**Exercise goal:** Copy the records below word for word, leaving out any pictures.

**Exercise inputs:**

>>

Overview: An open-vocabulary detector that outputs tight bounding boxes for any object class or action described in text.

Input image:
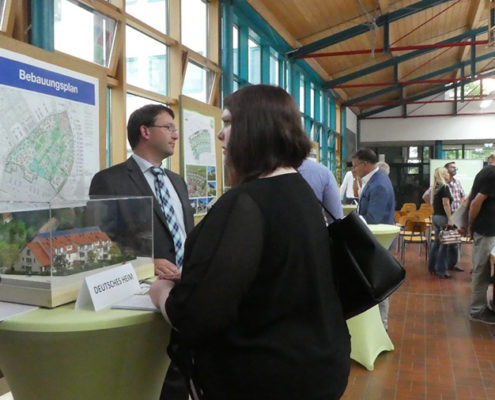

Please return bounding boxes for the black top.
[166,173,350,400]
[471,165,495,236]
[433,185,454,216]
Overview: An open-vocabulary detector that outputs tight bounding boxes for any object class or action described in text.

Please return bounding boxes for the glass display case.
[0,197,154,307]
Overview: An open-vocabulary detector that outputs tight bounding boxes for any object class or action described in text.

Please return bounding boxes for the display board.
[0,48,100,201]
[430,159,483,196]
[179,96,223,217]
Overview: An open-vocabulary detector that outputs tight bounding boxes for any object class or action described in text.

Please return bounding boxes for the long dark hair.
[224,85,311,183]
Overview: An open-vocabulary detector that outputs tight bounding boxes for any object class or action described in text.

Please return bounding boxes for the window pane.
[299,76,305,112]
[125,93,169,168]
[54,0,117,67]
[232,26,239,75]
[181,0,208,57]
[309,85,315,118]
[125,0,168,33]
[270,56,279,86]
[126,26,168,95]
[248,39,261,84]
[182,62,215,103]
[0,0,5,30]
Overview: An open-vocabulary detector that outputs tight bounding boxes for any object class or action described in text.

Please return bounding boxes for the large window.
[54,0,117,67]
[232,25,239,77]
[182,61,215,103]
[248,38,261,84]
[181,0,208,57]
[270,54,280,86]
[126,26,168,95]
[125,0,168,33]
[299,75,306,113]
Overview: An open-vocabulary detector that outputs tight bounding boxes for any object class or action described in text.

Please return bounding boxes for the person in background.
[428,167,453,278]
[468,164,495,325]
[352,148,395,330]
[150,85,350,400]
[89,104,194,400]
[340,161,361,204]
[298,158,344,223]
[376,161,390,175]
[444,161,466,271]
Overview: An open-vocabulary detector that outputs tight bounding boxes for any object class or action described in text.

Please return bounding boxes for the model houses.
[14,226,112,275]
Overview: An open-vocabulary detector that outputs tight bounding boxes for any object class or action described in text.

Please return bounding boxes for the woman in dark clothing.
[428,167,453,278]
[150,85,350,400]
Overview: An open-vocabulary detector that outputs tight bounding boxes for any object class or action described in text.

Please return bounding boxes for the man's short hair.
[376,161,390,175]
[127,104,175,149]
[352,147,378,164]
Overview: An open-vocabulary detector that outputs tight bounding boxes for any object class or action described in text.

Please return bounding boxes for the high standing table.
[347,224,400,371]
[342,204,357,216]
[0,303,170,400]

<<

**Output of the task:**
Overview: An open-vocabulary detector that outputs tight bounding boxes for any object class or action described in text.

Input image:

Please return bounding boxes for the black top.
[166,173,350,400]
[471,165,495,236]
[433,185,454,216]
Overview: An open-vocabulary detector that outputs tight bounding boxes for any object class or action described in text.

Please return bounding boxes for the glass display case.
[0,197,154,307]
Overview: An open-vocabulary detector that outputs tight bounding boxes for any object class or action described in text.

Please return bounding boxes for the display board.
[0,48,100,201]
[430,159,483,196]
[179,96,223,217]
Overview: An open-vocabulary detector that outputs tight bounding boxes for any object class or action described in text.

Please return bounding boxes for the long dark hair.
[224,85,311,183]
Overview: An open-vocabulary detector that outputs tight bounding boxes for any object class or action described in text.

Please return bounding boxes for the window pane.
[299,76,305,112]
[125,93,169,168]
[54,0,117,67]
[232,26,239,75]
[181,0,208,57]
[309,85,315,118]
[125,0,168,33]
[270,56,279,86]
[126,26,168,95]
[248,39,261,84]
[182,62,215,103]
[0,0,5,30]
Overview: An open-vocabulary detector that outputs tight bounding boxes for any object class or action described in text.

Please return bounding boxes for the large window.
[54,0,117,67]
[232,25,239,77]
[182,61,215,103]
[248,38,261,84]
[181,0,208,57]
[270,54,280,86]
[126,26,168,95]
[125,0,168,33]
[299,75,306,113]
Overview: An open-vocabulary detector that outputs tight bounding boxes for any object class or action described in text.

Please return bounding boxes for the person in background.
[428,167,453,278]
[468,164,495,325]
[352,148,395,330]
[150,85,350,400]
[89,104,194,400]
[340,161,361,204]
[298,158,344,223]
[376,161,390,175]
[444,161,466,271]
Overview: An open-vocabulary detector that outputs tight bounding boxes for any object class or action described in text.

Please return bounding boxes for the model houses.
[14,226,112,275]
Overview: An open-vocabulary detector that outputs tight bounding boxes for any object class or action described in text.

Please return bounding boxes for the woman in dark clothing.
[428,167,453,278]
[150,85,350,400]
Overview: An open-vocabulary detector that outputs tight bounding boxes for any object class or action described in text.

Please return bounding boxes for the man's short hair.
[376,161,390,175]
[127,104,175,149]
[352,147,378,164]
Overview: An open-vocabulary detector that outputs tight bounding boxes for any object class or action described in text.

Please return bounding boxes for the high standing table.
[347,224,400,371]
[342,204,357,216]
[0,303,170,400]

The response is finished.